Working data »
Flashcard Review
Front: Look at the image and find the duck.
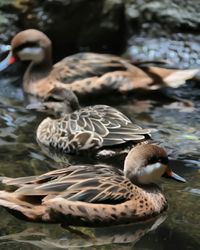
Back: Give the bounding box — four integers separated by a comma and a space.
0, 144, 185, 227
27, 88, 155, 154
0, 29, 199, 98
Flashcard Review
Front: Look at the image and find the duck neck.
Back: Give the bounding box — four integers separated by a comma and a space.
23, 47, 52, 90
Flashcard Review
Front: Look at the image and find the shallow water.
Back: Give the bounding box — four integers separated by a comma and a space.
0, 77, 200, 250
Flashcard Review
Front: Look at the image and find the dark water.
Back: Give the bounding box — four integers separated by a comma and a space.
0, 74, 200, 250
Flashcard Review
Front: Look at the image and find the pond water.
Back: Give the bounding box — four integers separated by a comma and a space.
0, 71, 200, 250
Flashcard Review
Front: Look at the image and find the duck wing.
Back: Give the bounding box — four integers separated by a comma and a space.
60, 105, 151, 149
9, 164, 134, 204
51, 53, 131, 83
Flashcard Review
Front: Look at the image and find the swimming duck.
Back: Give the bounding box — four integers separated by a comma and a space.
0, 29, 198, 97
28, 88, 154, 153
0, 144, 185, 226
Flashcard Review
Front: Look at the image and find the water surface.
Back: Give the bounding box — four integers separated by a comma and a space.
0, 73, 200, 250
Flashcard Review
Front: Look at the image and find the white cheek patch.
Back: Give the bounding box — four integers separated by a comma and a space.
138, 162, 166, 184
18, 47, 44, 62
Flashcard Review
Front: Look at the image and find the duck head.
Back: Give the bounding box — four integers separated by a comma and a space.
0, 29, 52, 70
27, 88, 80, 117
124, 144, 186, 185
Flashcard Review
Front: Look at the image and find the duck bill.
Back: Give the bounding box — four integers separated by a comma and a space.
163, 168, 186, 182
26, 102, 46, 111
0, 48, 16, 71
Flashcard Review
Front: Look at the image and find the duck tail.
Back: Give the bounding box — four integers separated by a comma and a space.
144, 67, 199, 88
0, 191, 49, 222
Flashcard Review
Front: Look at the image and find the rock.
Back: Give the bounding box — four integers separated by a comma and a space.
0, 0, 200, 68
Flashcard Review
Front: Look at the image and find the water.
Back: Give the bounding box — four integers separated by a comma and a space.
0, 73, 200, 250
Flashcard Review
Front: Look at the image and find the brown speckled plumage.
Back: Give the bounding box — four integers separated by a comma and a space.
37, 89, 152, 153
0, 145, 185, 226
1, 29, 198, 97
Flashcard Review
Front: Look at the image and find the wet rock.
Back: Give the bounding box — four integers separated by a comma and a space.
0, 0, 200, 68
125, 0, 200, 68
0, 0, 124, 59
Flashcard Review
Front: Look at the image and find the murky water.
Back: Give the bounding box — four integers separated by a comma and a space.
0, 73, 200, 250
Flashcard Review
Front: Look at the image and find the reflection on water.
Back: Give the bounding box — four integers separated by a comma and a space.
0, 77, 200, 250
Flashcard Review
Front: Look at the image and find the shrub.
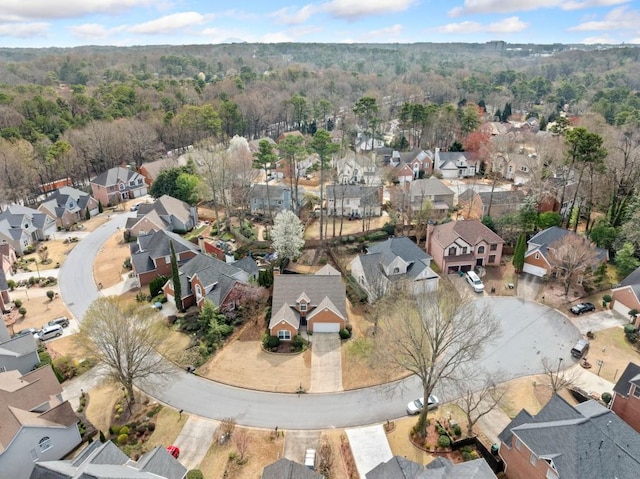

Given request » How many lines in the listing above contain the word "duck"? Reply with the number alone.

Task response » 7